Data records:
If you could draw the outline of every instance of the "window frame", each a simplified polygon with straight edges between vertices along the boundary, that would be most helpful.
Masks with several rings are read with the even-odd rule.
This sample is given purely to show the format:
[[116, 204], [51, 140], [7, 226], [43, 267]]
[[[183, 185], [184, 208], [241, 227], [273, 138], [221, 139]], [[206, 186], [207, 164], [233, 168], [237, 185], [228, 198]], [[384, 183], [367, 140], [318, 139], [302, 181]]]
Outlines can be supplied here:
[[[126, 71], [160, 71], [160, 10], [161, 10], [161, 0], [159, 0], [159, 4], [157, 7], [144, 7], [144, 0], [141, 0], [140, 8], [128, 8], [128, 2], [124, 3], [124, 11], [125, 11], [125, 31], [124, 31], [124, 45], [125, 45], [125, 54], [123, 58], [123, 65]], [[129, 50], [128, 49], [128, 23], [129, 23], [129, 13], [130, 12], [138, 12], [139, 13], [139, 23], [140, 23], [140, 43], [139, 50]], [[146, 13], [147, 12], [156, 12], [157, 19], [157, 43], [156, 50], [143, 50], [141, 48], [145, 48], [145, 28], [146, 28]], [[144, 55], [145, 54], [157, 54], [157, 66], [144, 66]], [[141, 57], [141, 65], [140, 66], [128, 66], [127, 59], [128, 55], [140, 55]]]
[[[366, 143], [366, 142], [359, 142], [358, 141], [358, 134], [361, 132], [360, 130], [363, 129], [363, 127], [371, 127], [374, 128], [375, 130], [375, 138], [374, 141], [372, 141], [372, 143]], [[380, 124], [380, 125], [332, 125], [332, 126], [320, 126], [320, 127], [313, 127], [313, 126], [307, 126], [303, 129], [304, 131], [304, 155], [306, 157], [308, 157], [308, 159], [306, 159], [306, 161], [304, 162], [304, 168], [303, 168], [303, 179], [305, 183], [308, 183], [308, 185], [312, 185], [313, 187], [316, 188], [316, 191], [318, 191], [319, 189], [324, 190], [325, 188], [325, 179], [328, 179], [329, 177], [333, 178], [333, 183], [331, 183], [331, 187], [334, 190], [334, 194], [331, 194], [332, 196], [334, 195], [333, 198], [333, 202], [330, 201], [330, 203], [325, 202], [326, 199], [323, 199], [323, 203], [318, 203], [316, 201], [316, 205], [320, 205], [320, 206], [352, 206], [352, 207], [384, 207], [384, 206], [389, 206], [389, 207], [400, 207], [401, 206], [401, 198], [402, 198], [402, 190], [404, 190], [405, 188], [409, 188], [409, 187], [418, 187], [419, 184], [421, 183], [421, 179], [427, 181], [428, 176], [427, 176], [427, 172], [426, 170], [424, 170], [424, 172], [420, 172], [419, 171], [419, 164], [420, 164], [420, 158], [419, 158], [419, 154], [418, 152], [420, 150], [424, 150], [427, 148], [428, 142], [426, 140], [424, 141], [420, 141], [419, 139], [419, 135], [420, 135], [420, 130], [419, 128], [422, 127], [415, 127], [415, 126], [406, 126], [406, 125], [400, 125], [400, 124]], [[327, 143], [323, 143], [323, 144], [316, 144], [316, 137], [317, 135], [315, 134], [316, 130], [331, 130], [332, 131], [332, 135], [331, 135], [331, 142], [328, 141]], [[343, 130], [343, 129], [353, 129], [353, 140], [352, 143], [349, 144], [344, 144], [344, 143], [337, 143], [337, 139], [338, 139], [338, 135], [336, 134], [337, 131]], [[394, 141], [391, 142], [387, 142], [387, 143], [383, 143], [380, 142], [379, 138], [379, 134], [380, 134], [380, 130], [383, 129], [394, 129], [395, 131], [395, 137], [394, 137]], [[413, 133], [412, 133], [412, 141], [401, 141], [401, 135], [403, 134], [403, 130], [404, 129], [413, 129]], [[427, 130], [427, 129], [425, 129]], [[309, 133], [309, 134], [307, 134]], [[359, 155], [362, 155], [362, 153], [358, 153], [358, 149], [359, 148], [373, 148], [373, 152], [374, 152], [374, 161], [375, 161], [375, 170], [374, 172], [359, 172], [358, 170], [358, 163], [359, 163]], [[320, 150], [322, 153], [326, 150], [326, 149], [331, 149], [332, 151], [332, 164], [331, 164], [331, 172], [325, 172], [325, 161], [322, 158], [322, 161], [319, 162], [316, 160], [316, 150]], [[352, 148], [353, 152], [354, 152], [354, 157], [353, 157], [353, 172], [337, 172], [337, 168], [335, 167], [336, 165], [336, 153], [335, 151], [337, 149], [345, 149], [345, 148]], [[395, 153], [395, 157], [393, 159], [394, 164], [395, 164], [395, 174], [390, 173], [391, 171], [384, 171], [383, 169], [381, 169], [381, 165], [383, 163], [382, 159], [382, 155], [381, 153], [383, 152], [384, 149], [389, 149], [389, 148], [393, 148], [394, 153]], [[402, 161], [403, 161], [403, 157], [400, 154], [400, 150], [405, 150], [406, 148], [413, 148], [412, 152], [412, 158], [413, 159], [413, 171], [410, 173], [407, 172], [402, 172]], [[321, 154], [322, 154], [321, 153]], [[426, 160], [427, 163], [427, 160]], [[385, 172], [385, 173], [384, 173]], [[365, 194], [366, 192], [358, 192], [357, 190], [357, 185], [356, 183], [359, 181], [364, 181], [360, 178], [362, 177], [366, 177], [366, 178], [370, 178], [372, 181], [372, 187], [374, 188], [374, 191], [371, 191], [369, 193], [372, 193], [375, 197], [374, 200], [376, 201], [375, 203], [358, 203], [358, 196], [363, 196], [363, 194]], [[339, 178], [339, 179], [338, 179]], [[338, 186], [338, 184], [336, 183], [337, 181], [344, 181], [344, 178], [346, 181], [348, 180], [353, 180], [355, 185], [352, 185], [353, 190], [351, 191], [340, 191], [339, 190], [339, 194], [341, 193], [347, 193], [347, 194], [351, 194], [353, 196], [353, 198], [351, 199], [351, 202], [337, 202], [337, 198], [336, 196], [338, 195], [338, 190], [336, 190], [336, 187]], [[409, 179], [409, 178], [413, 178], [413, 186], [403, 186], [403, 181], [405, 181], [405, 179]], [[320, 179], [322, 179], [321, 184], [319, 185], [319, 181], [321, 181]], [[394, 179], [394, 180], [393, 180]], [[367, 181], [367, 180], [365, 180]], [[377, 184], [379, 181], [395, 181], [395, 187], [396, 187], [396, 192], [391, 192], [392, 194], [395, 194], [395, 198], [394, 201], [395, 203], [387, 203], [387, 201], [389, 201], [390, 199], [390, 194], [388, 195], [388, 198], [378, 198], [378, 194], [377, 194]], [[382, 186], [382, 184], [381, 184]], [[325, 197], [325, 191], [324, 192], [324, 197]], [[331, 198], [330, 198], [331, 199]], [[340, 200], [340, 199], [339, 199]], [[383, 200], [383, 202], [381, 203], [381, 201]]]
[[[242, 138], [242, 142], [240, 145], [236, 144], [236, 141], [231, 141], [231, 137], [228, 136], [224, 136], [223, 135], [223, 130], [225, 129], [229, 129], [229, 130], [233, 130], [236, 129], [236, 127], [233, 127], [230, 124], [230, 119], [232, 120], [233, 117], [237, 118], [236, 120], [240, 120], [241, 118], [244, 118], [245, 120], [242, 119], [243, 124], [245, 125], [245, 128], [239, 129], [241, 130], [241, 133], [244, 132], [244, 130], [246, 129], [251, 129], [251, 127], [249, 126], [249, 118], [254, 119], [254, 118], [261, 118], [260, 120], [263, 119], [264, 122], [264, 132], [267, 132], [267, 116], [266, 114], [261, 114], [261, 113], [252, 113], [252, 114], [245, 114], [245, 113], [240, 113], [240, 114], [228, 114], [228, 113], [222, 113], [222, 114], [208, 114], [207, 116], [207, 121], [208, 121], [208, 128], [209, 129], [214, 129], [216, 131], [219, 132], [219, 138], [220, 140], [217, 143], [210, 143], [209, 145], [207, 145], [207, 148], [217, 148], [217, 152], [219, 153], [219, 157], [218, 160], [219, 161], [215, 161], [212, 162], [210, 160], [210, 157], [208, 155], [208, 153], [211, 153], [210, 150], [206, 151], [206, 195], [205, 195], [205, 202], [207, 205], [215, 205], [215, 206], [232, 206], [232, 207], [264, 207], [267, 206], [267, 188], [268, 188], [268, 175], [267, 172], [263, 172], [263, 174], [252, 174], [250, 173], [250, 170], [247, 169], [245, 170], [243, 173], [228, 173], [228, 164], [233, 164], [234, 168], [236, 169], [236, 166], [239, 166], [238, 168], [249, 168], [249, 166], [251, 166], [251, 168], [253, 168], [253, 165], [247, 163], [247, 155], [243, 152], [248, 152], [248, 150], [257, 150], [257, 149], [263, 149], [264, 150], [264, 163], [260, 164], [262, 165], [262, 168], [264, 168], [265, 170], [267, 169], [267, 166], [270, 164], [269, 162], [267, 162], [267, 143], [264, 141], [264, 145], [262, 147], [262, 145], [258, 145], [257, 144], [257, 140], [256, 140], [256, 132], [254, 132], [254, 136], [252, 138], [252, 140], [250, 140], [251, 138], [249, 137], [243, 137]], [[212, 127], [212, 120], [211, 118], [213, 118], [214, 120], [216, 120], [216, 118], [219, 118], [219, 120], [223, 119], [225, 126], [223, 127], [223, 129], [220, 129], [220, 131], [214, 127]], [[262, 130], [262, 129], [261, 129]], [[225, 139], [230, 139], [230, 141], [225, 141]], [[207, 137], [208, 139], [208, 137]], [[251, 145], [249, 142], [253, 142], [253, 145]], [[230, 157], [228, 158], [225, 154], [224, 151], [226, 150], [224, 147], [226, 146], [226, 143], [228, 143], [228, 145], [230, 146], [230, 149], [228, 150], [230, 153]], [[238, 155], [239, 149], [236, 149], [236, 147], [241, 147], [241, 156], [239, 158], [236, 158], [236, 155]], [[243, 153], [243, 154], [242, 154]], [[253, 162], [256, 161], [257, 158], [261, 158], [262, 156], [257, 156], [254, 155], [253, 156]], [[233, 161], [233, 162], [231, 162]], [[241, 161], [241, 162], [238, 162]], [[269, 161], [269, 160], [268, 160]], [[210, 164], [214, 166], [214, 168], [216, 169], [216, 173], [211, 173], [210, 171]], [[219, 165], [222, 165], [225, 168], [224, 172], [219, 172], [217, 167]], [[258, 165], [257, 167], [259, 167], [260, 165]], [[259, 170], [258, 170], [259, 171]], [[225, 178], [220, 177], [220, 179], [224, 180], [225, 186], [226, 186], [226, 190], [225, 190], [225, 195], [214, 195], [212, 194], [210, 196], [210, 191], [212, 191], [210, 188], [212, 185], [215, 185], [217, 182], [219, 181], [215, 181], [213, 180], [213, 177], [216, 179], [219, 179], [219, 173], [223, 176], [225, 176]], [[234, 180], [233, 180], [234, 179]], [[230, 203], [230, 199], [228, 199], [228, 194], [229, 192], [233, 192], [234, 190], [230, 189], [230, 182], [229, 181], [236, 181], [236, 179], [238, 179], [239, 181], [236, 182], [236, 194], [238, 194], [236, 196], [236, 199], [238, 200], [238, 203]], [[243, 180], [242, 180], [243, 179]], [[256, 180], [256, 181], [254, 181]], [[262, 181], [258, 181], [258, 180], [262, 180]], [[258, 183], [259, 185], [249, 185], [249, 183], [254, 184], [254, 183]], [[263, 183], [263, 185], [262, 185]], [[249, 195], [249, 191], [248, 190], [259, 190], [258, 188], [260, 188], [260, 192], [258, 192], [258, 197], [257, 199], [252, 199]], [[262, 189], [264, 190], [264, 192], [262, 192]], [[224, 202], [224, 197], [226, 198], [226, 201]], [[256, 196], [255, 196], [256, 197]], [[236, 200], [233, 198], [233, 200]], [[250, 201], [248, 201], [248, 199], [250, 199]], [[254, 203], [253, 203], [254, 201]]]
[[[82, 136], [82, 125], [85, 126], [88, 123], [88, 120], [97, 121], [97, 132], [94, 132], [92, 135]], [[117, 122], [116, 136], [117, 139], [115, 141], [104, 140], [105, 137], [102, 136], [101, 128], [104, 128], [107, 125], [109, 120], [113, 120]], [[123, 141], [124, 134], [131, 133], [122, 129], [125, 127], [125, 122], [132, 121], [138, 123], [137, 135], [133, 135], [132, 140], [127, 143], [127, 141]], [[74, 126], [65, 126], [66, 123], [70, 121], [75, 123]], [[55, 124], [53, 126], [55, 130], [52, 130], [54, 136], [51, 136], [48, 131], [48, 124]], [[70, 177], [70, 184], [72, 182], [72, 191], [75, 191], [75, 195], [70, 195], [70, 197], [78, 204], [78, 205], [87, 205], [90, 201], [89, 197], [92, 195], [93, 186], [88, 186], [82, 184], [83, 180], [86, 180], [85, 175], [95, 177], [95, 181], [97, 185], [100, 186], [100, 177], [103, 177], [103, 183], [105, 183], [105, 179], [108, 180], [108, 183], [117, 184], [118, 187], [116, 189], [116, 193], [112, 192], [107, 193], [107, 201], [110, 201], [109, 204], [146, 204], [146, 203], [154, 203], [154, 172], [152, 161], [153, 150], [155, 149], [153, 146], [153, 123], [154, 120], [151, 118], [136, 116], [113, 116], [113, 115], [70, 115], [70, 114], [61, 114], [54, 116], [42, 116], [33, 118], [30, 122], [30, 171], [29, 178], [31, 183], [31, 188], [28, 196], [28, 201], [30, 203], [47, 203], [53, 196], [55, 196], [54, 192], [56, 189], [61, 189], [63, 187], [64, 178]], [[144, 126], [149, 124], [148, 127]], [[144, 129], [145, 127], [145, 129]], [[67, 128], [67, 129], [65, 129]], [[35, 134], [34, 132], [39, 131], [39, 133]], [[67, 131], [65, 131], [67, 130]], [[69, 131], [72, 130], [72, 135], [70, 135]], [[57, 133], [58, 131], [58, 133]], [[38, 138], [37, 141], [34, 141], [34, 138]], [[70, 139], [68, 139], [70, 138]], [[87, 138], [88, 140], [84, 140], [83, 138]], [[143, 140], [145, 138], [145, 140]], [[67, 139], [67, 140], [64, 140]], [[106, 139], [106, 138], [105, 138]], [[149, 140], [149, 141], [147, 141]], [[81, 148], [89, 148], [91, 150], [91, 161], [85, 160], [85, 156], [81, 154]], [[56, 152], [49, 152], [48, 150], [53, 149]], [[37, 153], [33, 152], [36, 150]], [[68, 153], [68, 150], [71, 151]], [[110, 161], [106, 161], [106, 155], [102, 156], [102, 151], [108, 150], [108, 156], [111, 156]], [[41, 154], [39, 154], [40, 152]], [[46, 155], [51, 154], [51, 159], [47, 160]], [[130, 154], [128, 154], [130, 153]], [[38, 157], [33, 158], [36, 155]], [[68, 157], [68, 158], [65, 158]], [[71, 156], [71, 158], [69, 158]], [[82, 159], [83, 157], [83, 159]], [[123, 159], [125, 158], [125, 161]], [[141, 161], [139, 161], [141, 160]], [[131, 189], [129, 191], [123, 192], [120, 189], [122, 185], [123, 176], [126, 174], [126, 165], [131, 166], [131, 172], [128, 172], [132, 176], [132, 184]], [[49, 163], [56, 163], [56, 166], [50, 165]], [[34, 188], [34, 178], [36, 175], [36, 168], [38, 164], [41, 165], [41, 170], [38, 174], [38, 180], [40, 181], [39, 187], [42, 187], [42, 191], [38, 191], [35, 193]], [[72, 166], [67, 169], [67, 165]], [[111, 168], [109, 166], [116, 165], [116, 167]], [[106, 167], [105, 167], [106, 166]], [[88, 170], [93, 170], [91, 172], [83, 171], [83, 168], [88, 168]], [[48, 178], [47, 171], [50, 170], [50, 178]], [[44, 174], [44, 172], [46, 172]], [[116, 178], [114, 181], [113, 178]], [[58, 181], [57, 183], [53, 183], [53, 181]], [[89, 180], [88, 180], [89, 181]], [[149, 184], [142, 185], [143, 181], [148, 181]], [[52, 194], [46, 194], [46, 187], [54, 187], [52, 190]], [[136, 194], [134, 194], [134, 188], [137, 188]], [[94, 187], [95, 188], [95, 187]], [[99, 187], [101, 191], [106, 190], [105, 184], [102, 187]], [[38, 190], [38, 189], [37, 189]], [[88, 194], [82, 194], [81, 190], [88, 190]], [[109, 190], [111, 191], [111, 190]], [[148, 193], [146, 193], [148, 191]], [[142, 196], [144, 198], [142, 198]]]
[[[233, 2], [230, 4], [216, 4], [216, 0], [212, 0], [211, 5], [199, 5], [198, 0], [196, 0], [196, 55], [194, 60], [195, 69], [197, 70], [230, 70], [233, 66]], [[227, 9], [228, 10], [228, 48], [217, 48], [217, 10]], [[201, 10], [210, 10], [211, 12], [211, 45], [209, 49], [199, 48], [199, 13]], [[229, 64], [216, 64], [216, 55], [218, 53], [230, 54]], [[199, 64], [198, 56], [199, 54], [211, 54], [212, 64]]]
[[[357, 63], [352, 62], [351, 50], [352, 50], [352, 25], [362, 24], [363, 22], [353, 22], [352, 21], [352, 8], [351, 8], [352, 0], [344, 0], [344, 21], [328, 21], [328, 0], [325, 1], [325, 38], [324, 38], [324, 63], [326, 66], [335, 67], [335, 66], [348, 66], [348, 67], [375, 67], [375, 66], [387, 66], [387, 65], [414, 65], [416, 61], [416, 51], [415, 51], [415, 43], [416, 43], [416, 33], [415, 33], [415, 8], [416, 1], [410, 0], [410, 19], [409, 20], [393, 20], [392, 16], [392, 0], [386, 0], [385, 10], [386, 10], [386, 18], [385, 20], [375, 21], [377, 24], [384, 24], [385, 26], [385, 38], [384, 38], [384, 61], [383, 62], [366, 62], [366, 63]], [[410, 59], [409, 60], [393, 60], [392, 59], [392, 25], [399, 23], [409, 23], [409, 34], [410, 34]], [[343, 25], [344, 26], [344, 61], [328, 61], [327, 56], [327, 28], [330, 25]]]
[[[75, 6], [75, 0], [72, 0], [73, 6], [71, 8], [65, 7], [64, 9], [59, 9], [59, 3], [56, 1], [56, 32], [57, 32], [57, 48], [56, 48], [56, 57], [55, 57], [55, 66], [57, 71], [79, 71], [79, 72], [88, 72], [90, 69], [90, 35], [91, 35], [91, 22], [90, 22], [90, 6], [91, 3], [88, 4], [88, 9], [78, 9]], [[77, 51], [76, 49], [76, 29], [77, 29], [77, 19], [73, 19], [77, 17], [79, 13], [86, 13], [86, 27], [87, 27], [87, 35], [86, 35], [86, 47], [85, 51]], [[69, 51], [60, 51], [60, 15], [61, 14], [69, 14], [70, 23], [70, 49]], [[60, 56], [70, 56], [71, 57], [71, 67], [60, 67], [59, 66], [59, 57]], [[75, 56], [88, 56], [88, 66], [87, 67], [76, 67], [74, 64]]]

▸ REQUIRED ACTION: Which lines in the data above hold the string "with"? Return each of them.

▸ RESPONSE AREA:
If you could draw the outline of every instance of the "window frame", each a simplified polygon with straight edges between vertices along the boundary, that would be most helpful.
Masks with several rings are read with the even-odd rule.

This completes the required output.